### REQUIREMENT
Render the listing lines from the line with "Target: **windshield**. Trace" to the line with "[[[235,285],[223,163],[2,151],[0,270]]]", both included, as a JSON list of strings, one string per line, skipping blank lines.

### Boundary annotation records
━━━

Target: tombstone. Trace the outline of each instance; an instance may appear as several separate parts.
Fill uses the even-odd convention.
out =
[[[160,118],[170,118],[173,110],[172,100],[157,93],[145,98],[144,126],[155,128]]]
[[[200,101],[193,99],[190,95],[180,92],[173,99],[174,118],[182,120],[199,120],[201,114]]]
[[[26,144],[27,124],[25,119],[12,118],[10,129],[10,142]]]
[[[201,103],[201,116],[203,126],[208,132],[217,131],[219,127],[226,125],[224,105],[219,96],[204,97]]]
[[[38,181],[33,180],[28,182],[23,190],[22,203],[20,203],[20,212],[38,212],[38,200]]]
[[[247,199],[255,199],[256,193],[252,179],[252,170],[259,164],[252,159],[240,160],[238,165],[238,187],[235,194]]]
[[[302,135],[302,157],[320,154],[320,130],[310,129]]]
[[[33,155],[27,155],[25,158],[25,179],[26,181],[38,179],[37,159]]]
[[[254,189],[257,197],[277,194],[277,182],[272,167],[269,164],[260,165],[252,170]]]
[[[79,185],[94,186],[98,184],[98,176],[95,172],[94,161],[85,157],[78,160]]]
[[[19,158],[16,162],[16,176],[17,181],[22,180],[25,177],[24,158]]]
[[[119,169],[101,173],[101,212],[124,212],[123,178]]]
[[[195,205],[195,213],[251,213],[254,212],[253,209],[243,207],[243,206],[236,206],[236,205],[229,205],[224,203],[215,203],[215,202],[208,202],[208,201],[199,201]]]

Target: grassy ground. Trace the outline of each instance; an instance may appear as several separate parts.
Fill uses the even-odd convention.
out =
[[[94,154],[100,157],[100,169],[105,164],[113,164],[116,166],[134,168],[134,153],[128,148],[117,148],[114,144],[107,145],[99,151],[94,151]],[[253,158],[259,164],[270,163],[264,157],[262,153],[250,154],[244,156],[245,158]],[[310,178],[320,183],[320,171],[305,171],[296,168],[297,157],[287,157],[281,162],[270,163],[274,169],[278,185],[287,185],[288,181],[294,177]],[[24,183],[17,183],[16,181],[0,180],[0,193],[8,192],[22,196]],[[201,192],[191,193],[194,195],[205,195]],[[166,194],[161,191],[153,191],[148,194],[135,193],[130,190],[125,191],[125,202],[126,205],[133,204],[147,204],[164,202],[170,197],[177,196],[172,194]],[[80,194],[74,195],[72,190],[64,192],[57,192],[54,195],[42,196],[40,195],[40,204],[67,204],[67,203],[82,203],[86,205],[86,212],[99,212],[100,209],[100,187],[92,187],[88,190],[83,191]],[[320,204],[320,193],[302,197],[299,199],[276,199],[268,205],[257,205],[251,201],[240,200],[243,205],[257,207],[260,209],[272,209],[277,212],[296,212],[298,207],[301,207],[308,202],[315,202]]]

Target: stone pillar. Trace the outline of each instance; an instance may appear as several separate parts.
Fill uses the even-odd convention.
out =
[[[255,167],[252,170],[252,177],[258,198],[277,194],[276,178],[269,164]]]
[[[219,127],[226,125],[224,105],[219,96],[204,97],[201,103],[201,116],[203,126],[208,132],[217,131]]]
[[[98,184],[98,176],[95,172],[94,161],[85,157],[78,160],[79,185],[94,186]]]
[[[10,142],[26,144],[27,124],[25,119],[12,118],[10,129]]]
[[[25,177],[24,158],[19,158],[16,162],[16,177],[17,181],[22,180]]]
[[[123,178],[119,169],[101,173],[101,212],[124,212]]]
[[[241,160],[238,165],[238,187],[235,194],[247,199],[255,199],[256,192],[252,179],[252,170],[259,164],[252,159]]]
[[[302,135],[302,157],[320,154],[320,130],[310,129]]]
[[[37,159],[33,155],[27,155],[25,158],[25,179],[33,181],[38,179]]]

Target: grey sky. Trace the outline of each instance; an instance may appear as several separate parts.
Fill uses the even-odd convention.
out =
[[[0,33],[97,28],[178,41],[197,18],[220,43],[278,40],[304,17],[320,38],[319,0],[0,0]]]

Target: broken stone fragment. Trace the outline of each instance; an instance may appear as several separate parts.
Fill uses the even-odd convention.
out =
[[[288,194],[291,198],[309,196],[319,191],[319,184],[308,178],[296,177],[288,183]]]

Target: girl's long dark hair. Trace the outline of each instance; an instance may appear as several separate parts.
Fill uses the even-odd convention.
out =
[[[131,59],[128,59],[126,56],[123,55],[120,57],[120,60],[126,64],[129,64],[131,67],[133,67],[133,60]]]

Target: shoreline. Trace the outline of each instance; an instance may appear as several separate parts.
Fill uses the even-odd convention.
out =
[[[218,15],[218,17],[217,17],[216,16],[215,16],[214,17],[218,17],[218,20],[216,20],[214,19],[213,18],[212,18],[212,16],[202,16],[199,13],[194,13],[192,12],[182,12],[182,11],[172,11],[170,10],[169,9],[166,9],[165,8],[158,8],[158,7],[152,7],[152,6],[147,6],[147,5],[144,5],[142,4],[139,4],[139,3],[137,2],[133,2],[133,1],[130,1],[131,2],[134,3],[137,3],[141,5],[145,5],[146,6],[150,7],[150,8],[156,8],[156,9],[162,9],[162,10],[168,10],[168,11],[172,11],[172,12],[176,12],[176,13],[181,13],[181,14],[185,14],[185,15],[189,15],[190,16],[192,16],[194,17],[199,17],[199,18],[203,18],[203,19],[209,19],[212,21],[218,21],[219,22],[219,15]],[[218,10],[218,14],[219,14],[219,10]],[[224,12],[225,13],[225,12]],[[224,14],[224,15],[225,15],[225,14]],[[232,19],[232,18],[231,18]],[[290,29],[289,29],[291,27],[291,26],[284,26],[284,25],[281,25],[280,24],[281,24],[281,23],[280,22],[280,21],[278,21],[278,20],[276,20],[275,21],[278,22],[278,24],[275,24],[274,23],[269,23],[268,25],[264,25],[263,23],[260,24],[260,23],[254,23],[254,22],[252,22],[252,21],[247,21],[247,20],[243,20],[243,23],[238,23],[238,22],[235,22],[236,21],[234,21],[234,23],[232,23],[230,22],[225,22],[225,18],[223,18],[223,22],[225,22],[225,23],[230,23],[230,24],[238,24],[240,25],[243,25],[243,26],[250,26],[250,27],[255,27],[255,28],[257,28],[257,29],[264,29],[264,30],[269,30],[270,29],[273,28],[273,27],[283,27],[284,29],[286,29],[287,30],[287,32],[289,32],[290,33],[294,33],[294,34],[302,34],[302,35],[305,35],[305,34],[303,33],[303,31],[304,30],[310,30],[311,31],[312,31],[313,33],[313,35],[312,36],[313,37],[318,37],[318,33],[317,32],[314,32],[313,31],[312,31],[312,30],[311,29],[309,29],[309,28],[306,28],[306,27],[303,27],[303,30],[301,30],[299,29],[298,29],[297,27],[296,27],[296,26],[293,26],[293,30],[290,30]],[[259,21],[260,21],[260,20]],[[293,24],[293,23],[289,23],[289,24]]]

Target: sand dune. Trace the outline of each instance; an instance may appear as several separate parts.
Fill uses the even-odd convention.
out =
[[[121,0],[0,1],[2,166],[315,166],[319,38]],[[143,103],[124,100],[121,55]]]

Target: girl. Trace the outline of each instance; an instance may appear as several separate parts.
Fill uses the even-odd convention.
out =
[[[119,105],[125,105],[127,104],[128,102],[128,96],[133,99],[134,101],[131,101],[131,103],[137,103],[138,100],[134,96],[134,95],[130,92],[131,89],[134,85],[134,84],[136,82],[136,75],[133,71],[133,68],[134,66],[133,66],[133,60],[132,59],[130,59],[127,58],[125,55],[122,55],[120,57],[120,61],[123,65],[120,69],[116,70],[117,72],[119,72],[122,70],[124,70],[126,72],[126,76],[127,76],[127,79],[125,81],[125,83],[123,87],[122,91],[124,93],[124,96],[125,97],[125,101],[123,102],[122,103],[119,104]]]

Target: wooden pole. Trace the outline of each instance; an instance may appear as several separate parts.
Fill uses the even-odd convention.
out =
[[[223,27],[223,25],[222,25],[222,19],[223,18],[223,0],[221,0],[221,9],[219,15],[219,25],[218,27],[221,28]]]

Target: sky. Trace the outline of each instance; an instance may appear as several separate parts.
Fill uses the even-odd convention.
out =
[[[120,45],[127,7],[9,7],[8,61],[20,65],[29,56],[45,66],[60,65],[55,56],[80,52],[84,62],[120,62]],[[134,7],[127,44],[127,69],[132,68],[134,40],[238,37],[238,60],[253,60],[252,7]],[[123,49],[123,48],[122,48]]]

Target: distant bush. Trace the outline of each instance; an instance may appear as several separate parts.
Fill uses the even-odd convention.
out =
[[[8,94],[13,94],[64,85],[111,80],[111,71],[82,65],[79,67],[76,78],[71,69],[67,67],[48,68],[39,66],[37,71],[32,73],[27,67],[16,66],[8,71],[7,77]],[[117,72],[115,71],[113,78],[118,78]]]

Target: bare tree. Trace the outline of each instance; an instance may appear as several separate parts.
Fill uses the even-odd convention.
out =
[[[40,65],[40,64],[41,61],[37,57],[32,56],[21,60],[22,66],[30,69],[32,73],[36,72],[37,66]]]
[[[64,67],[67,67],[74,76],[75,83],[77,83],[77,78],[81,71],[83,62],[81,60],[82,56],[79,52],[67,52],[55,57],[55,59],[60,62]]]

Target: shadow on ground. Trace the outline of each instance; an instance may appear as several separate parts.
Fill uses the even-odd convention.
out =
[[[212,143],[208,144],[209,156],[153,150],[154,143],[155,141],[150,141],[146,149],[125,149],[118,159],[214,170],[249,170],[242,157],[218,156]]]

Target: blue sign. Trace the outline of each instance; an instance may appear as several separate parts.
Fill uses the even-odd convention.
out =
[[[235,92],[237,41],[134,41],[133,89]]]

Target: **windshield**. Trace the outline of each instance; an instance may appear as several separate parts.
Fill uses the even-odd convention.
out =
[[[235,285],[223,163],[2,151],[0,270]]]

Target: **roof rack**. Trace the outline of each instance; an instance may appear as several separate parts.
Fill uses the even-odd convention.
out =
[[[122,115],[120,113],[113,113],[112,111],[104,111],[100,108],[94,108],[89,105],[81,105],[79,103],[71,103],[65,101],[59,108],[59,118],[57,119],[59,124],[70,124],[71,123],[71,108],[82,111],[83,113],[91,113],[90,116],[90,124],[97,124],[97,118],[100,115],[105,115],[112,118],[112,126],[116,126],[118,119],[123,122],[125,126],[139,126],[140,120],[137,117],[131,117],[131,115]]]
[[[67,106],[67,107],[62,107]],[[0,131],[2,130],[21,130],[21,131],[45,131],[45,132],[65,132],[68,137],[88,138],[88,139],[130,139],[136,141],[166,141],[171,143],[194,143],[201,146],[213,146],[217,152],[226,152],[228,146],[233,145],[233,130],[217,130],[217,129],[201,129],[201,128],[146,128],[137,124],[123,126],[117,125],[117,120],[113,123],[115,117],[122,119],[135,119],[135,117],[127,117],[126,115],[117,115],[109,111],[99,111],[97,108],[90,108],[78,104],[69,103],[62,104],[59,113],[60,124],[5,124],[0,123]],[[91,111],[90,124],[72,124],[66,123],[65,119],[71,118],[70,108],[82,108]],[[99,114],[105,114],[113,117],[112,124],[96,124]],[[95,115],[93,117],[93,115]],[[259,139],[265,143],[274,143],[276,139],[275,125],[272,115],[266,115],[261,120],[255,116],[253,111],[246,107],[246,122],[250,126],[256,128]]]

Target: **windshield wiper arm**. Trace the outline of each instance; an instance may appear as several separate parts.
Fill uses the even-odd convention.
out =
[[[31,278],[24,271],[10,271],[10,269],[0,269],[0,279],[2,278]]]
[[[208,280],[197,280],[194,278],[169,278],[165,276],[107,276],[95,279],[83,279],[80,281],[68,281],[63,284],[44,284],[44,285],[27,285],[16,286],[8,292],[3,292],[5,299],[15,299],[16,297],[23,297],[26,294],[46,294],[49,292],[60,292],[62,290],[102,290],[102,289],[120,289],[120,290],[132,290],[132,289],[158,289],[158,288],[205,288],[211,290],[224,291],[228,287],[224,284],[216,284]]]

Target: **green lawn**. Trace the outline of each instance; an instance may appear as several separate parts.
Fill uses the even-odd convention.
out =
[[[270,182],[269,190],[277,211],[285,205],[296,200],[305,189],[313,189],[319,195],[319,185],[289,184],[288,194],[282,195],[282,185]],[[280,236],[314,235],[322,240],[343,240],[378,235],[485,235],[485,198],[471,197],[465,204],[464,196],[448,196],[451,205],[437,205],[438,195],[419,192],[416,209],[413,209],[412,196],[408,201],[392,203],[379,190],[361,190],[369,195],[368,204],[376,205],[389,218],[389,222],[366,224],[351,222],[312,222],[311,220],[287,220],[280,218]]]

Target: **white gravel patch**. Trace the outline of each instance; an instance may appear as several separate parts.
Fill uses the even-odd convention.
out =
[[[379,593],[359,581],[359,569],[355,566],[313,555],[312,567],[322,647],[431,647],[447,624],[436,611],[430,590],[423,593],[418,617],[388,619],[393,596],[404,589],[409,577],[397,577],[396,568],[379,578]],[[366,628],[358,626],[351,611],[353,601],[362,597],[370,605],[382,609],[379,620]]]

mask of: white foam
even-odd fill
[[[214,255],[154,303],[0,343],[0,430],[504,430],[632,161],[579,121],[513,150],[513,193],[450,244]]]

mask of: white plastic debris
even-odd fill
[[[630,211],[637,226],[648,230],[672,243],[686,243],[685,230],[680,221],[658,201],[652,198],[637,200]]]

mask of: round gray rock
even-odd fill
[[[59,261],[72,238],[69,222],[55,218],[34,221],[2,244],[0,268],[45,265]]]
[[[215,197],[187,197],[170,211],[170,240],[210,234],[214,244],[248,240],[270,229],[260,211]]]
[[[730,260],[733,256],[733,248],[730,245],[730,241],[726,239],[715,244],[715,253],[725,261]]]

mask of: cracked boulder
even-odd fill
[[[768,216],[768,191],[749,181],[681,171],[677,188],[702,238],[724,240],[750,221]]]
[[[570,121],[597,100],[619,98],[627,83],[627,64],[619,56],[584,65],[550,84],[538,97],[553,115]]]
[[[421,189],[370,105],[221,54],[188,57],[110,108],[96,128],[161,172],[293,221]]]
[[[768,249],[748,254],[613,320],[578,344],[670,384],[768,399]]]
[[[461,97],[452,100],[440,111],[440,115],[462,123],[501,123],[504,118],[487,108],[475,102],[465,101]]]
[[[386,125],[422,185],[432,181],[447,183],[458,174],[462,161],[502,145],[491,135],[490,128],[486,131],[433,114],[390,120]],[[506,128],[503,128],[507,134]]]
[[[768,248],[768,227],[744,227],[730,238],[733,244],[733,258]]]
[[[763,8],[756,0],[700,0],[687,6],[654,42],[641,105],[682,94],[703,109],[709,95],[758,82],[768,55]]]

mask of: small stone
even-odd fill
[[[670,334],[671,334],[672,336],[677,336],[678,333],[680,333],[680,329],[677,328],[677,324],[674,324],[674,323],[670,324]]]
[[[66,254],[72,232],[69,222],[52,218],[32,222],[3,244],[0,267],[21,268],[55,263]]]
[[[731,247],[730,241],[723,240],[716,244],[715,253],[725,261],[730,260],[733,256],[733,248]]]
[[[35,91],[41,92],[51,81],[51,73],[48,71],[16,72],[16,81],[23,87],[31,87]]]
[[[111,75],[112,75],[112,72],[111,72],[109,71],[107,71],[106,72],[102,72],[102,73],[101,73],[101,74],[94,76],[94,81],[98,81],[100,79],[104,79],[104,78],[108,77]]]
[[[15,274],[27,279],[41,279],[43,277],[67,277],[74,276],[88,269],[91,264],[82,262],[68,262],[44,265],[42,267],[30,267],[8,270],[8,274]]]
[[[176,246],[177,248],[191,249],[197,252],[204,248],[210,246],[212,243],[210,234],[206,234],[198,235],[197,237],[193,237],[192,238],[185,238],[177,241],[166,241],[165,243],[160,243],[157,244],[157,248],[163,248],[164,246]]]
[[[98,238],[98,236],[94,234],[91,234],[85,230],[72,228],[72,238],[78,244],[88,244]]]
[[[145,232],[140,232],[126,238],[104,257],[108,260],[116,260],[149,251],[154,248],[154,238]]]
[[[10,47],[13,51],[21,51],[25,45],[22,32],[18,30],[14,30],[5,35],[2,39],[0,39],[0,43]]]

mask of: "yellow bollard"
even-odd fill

━━━

### TASK SOLUTION
[
  "Target: **windshield**. Trace the outline of each instance; an instance may appear as several separate parts.",
  "Fill uses the even-odd convention.",
  "out =",
  "[[[235,285],[223,163],[2,151],[0,270]]]"
]